**Brano fornito**:
__________

Dagli operatori l’invito a definire perimetro e requisiti della qualifica
Il titolo deve contribuire a valorizzare la cultura come driver economico
Con l’entrata in vigore della legge sul made in Italy, le imprese culturali e creative sembrano ritagliarsi uno spazio più consistente nell’agenda del Governo. Così, in attesa dei decreti attuativi, gli addetti ai lavori guardano al futuro con fiducia e prudenza.
L’obiettivo è chiaro: regolamentando una qualifica di cui esisteva solo una definizione, la legge vuole garantire al comparto un framework normativo meno dispersivo. Puntando a fissare requisiti e modalità di assegnazione del titolo. E creando una filiera produttiva tra gli operatori, inclusi gli enti del Terzo settore.
« Questa norma si configura come una cornice legislativa che conterrà soggetti diversi, ma accomunati dallo stesso ambito operativo e servirà a creare identità e a ridurre la frammentazione » , spiega Andrea Valenti, Cfo e Hr Legal di Nacon Studio Milan, software house specializzata nello sviluppo di videogiochi.

__________

(Voci di puntamento su oggetti etichettati)

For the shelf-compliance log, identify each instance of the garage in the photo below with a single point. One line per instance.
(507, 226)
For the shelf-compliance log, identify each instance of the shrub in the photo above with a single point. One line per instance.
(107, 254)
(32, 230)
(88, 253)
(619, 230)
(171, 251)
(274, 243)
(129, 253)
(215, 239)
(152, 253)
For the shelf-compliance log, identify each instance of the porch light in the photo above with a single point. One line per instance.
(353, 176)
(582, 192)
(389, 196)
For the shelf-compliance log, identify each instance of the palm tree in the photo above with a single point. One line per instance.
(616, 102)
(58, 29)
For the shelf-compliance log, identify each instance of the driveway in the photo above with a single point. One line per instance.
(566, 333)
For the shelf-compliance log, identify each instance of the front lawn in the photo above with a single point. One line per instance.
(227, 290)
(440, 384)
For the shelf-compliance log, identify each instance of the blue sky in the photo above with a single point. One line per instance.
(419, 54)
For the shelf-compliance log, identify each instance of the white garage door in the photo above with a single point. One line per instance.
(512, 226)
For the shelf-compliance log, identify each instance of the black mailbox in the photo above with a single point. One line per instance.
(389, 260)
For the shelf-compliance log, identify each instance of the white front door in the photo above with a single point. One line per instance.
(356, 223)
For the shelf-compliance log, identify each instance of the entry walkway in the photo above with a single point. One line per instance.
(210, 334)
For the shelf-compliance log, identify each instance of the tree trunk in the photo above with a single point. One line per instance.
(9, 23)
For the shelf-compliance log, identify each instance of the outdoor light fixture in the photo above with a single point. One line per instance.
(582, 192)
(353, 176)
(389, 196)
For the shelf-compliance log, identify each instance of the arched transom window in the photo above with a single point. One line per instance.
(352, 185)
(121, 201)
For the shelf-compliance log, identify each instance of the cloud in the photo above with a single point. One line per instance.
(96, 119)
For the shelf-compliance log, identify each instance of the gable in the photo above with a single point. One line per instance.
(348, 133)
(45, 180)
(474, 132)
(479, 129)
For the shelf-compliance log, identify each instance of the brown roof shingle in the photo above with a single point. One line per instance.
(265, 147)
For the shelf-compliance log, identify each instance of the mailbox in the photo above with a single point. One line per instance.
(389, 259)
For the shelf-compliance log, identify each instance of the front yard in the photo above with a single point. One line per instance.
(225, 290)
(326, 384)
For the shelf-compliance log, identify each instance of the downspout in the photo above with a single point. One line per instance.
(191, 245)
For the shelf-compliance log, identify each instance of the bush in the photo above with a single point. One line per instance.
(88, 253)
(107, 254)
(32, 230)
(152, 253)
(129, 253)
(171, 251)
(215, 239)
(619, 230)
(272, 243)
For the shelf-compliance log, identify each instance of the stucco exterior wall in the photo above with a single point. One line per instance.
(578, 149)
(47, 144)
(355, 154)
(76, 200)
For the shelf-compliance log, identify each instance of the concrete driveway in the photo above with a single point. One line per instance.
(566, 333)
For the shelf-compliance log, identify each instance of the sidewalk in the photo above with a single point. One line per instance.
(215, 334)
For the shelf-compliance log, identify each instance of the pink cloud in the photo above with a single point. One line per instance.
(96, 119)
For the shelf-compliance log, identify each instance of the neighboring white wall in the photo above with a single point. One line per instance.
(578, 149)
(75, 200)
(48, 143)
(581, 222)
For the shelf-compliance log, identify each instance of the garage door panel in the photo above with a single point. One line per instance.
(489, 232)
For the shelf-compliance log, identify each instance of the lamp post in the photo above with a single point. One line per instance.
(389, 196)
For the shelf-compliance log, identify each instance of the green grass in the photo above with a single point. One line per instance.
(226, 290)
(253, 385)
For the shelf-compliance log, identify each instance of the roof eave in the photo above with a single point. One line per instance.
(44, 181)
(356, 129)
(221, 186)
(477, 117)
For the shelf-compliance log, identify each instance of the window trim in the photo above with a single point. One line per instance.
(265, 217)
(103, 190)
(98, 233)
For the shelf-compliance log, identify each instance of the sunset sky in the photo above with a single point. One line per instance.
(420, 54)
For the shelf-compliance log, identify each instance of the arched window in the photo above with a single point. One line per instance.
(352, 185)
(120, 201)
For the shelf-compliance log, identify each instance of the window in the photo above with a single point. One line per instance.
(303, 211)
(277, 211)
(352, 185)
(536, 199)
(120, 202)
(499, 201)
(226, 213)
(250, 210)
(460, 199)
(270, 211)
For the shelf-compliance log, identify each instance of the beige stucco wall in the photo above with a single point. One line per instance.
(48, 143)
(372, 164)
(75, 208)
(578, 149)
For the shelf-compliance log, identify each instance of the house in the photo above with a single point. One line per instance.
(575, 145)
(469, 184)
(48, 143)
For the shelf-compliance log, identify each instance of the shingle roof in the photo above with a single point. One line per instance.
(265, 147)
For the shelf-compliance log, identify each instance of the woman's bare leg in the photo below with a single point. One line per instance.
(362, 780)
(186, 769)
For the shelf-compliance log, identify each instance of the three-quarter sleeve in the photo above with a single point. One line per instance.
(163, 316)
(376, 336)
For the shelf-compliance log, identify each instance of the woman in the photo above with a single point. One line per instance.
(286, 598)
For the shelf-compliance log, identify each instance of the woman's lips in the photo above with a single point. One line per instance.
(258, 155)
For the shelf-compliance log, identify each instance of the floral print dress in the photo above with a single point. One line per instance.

__________

**Esercizi da svolgere**:
a – Quale ruolo ricopre Andrea Valenti secondo il brano sulle imprese culturali e creative?
b – Riscrivi il passo del brano sulle imprese culturali e creative da "Dagli operatori l’invito" fino a "del Terzo settore." compreso, rinominando "qualifica" in "certificazione".

**Risposte per esercizio**:
a – Andrea Valenti è Cfo e Hr Legal di Nacon Studio Milan, software house specializzata nello sviluppo di videogiochi.

b –
Dagli operatori l’invito a definire perimetro e requisiti della certificazione
Il titolo deve contribuire a valorizzare la cultura come driver economico
Con l’entrata in vigore della legge sul made in Italy, le imprese culturali e creative sembrano ritagliarsi uno spazio più consistente nell’agenda del Governo. Così, in attesa dei decreti attuativi, gli addetti ai lavori guardano al futuro con fiducia e prudenza.
L’obiettivo è chiaro: regolamentando una certificazione di cui esisteva solo una definizione, la legge vuole garantire al comparto un framework normativo meno dispersivo. Puntando a fissare requisiti e modalità di assegnazione del titolo. E creando una filiera produttiva tra gli operatori, inclusi gli enti del Terzo settore.